[begin GIVEN RECORDS]
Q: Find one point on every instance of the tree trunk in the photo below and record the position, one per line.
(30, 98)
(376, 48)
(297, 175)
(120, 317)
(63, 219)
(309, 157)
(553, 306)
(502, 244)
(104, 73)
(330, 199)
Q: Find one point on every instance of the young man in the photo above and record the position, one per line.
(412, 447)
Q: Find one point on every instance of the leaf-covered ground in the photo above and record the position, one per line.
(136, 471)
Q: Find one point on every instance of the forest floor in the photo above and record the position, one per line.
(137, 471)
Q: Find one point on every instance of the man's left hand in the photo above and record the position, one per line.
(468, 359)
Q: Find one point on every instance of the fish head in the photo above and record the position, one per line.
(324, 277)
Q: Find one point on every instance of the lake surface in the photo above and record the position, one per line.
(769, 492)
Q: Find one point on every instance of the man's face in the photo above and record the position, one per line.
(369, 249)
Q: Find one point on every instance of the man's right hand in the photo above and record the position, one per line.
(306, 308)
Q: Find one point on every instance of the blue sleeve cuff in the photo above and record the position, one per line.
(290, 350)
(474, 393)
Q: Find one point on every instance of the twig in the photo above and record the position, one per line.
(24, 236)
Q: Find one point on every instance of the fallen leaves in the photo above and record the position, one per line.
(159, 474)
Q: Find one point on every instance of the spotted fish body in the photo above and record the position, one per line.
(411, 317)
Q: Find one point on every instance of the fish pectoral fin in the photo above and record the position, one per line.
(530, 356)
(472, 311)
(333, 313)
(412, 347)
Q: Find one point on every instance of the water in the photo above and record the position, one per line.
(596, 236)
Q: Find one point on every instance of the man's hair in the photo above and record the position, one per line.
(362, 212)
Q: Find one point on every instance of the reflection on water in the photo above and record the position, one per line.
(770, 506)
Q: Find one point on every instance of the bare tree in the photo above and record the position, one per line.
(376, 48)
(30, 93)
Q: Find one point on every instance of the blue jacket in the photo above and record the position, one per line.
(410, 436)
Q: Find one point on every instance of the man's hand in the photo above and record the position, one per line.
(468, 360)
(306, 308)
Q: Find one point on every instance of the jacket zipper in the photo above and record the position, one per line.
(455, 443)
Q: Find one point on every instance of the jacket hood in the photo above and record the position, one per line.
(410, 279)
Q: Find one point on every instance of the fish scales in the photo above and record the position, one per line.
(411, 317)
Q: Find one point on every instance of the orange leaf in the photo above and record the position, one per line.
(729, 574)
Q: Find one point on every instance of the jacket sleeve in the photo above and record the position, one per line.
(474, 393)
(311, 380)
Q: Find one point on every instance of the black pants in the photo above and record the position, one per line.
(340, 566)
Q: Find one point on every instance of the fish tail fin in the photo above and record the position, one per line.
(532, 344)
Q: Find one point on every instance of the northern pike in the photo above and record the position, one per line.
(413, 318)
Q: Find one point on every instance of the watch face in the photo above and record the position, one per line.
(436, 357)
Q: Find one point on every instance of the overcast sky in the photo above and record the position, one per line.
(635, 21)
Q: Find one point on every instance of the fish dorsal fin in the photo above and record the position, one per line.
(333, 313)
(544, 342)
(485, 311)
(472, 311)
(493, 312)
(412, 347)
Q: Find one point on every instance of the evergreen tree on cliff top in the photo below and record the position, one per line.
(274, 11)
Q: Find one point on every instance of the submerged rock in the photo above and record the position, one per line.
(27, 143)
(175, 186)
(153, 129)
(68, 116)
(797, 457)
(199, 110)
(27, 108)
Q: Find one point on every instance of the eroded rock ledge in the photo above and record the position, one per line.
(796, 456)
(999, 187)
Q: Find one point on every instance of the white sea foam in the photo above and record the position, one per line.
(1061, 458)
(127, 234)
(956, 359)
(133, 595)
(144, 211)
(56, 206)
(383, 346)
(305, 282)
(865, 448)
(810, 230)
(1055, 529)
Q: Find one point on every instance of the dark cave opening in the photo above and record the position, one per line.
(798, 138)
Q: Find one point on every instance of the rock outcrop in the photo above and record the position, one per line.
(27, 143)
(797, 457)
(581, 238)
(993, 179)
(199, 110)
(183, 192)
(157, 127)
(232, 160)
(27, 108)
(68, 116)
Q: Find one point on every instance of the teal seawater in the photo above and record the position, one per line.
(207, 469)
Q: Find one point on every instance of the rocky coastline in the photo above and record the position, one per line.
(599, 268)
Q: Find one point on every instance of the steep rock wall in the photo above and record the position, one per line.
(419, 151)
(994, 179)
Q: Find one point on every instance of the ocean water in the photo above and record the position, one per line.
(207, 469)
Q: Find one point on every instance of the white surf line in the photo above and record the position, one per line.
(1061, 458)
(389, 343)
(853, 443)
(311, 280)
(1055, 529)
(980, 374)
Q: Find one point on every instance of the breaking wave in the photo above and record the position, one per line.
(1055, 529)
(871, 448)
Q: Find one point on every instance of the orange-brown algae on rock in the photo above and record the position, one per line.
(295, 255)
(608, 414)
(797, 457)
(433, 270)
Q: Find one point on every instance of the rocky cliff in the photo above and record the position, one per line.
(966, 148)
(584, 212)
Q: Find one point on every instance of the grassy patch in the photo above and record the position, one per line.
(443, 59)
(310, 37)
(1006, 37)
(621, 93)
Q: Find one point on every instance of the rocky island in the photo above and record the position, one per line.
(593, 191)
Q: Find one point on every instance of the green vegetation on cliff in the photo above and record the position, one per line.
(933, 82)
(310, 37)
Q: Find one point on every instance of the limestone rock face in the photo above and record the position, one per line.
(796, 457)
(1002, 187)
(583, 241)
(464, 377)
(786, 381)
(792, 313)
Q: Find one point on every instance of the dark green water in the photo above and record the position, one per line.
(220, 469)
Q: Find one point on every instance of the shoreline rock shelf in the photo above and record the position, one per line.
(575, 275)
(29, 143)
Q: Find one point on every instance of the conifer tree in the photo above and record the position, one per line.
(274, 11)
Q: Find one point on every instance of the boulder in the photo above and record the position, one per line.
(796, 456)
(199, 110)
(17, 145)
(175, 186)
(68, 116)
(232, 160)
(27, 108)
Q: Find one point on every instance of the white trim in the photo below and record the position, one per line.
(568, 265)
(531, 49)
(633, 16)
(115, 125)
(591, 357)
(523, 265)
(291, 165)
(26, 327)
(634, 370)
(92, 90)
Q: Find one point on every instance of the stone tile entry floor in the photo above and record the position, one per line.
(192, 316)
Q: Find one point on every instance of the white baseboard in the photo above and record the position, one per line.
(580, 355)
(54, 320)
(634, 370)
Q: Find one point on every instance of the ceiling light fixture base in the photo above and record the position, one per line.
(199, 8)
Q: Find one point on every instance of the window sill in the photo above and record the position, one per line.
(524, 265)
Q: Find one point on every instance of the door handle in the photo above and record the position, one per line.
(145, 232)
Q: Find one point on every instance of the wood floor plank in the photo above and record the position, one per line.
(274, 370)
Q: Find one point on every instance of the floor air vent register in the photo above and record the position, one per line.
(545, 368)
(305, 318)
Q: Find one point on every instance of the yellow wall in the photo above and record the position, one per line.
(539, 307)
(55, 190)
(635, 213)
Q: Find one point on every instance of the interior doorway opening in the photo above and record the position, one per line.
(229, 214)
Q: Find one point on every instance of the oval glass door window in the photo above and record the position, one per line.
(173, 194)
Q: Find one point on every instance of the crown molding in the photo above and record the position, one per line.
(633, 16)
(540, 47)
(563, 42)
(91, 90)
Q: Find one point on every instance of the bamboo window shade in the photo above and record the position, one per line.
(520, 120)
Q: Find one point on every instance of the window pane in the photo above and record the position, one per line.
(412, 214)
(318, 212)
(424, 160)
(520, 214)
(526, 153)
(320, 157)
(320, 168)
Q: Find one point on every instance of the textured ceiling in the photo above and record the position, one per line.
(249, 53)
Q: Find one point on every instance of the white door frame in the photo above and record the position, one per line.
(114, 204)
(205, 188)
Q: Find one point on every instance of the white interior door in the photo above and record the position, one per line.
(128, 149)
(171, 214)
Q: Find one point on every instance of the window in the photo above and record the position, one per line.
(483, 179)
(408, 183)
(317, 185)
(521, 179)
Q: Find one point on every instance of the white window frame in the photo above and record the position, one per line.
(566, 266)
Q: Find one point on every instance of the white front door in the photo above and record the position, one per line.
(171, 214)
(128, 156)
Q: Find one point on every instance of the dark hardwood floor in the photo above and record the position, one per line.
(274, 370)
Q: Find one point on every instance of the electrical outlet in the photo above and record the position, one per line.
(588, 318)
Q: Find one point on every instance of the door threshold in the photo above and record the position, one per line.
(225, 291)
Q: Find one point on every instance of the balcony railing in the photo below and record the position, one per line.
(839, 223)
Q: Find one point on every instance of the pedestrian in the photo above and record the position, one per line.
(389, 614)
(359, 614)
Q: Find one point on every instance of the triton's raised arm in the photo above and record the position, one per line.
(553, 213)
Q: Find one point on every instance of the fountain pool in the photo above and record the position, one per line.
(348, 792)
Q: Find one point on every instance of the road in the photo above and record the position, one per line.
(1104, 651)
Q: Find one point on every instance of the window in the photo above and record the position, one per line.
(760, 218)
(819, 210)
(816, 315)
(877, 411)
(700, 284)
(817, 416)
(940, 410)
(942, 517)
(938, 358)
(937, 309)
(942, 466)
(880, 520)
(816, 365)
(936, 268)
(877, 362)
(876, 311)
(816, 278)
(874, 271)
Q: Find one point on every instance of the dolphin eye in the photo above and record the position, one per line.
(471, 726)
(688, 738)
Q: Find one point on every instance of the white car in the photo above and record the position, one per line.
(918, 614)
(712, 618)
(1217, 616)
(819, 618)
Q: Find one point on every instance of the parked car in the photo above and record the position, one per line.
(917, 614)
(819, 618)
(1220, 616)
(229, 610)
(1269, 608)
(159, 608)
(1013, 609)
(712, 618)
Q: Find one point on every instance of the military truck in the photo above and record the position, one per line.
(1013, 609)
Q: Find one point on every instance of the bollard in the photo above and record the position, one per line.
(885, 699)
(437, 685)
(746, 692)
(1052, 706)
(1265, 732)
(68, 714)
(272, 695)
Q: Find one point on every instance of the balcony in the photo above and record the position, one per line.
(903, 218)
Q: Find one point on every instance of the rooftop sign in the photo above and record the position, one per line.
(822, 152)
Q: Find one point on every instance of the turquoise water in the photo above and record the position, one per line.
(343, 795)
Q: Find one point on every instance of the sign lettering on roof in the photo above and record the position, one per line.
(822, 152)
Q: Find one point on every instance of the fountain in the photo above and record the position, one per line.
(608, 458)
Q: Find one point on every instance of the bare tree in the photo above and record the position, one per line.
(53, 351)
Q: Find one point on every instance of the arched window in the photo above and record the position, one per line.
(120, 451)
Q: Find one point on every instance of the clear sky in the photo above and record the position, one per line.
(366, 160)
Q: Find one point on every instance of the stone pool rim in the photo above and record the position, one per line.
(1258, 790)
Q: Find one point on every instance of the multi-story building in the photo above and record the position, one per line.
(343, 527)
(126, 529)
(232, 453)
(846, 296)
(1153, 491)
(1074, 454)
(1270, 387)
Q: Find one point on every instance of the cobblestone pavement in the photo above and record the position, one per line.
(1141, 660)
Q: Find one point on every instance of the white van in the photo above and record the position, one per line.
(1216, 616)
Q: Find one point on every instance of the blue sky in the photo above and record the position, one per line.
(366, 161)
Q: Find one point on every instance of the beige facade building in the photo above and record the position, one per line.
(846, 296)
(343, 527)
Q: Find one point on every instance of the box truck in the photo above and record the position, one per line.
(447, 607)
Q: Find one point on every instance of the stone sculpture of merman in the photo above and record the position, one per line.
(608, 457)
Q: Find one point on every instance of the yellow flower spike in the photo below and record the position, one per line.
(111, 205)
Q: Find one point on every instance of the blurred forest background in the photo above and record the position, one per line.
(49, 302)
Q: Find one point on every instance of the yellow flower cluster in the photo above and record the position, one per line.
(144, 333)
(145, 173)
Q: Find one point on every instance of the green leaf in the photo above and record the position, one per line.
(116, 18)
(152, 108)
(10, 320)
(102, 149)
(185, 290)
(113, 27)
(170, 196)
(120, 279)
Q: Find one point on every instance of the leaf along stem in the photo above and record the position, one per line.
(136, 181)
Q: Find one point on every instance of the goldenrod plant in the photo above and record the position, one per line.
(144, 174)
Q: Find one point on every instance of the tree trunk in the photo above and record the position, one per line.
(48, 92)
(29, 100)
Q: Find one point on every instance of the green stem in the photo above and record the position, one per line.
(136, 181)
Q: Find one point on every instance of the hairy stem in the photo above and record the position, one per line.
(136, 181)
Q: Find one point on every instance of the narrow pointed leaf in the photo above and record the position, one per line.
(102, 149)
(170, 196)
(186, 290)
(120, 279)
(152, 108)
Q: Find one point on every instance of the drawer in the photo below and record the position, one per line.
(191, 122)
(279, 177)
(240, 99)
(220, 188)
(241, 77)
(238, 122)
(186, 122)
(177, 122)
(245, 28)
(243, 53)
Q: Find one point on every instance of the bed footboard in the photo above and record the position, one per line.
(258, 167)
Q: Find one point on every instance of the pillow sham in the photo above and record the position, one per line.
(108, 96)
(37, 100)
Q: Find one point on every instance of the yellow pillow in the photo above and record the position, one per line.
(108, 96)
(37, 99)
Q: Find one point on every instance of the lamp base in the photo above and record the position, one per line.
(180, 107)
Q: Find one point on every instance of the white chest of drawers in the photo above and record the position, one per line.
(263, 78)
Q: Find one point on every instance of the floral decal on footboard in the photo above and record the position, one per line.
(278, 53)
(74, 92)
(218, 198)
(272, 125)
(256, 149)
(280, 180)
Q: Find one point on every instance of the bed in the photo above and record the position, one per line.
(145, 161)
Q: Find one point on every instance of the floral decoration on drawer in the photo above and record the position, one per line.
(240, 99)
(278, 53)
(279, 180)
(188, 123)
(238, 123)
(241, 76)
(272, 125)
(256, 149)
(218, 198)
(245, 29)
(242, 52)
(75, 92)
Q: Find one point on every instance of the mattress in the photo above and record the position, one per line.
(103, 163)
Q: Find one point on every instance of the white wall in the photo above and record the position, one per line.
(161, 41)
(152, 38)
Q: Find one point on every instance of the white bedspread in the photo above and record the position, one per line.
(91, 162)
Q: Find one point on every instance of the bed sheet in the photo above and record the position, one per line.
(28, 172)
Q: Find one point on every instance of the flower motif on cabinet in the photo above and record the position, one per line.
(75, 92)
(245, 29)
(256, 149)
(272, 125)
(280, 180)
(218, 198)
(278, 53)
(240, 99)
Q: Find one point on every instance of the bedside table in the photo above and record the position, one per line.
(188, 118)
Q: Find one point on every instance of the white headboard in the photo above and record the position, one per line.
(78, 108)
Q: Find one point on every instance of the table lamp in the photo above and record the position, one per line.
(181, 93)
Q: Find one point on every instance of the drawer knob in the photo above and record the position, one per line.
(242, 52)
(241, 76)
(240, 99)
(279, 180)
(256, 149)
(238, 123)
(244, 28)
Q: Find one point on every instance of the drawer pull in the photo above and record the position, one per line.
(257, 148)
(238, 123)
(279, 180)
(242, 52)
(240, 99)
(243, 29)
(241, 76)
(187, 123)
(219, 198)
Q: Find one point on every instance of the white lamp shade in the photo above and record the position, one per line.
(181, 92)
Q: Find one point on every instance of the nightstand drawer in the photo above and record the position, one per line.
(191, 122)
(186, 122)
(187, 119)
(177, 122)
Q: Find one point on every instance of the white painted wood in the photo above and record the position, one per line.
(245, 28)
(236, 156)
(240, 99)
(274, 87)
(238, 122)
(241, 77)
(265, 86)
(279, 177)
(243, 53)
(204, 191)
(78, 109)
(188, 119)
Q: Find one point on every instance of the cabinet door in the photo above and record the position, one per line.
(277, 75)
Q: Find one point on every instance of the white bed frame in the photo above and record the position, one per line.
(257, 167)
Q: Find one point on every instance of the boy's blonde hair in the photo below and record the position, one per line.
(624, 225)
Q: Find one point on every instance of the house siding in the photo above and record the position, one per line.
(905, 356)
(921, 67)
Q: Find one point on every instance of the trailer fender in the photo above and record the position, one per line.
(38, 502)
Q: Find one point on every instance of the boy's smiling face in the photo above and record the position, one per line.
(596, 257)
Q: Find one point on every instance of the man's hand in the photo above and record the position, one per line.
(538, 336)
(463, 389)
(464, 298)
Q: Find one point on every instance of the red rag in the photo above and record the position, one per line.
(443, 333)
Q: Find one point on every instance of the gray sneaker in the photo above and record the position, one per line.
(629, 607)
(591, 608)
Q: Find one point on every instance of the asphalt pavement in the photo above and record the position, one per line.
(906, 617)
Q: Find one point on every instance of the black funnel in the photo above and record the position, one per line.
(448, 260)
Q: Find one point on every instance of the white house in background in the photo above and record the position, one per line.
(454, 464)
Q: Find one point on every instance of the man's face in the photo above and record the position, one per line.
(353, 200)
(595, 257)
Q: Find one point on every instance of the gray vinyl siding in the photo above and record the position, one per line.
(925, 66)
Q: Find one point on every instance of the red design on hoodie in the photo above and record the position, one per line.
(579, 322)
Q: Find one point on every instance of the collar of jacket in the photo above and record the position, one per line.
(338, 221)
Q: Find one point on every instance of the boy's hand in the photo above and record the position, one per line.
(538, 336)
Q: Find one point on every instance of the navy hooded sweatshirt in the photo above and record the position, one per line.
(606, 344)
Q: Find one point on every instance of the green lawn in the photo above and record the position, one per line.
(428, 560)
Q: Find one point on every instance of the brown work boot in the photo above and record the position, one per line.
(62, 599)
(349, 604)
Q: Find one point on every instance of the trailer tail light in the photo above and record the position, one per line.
[end GIVEN RECORDS]
- INSTRUCTIONS FOR THE TASK
Find the line containing "Q: Find one point on every instance of the boy's hand" in the material above. Print it and every line after it through the end, exactly and only those.

- WRITTEN SOLUTION
Q: Find one point on every instance of the boy's hand in the photo above and record the position, one per line.
(538, 336)
Q: Find one point on every instance of the navy hooded sweatshirt in the photo above and record the position, one per line.
(606, 344)
Q: Find one point on every instance of the green lawn in the photo above and record the position, one per line.
(428, 560)
Q: Find one point on every instance of the brown work boot in the photo above and record the position, one per line.
(62, 599)
(349, 604)
Q: Find one point on every instance of the trailer tail light in the photo above and record the position, one per line.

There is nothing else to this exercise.